How to complete this task> Report every line of the records that includes the word "rough".

Source records below:

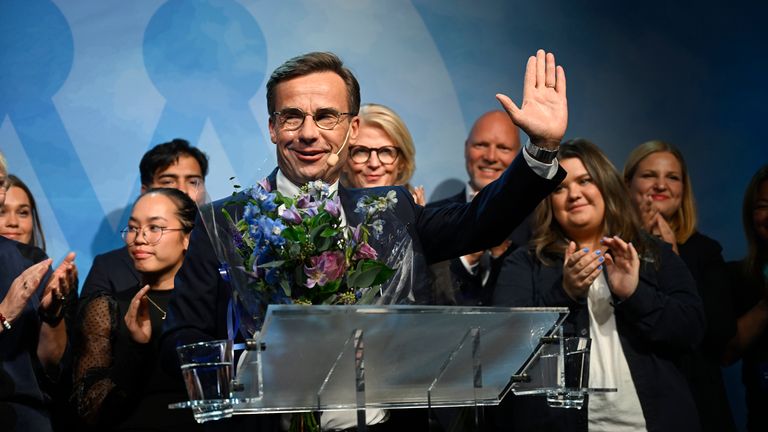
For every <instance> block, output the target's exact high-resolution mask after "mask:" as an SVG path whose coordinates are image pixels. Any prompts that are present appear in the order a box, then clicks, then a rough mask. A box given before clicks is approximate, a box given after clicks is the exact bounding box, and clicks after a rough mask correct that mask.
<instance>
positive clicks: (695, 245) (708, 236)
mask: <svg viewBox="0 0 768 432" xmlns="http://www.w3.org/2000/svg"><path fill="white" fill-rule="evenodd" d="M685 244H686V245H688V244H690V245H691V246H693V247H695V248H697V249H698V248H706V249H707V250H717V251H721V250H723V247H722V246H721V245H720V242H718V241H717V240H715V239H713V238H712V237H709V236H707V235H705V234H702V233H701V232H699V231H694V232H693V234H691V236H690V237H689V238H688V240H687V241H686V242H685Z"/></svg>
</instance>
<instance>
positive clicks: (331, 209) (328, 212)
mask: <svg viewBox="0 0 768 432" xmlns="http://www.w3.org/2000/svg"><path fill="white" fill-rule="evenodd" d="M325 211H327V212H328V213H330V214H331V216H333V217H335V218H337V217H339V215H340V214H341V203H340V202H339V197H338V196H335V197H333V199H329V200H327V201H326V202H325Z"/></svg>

End of Source records.
Source records below:

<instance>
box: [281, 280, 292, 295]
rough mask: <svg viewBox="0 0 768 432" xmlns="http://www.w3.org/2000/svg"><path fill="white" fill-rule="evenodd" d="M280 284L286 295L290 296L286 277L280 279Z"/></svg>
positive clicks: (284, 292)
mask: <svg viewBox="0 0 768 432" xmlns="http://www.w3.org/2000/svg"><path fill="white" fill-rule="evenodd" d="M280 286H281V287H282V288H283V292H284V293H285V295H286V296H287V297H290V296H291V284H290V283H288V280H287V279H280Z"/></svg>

End of Source records.

Answer to the exercise>
For every <instance> block, output the target's exact high-resolution mask after "mask:" as an SVG path whose coordinates are image pixels. Any prompts that are present appear in the order a box, then clicks, then a rough mask. A box given before clicks is approximate, a box given after clicks is the exact bounding box, and clicks after a rough mask correct that mask.
rough mask: <svg viewBox="0 0 768 432" xmlns="http://www.w3.org/2000/svg"><path fill="white" fill-rule="evenodd" d="M280 284L286 295L290 296L286 277L280 279Z"/></svg>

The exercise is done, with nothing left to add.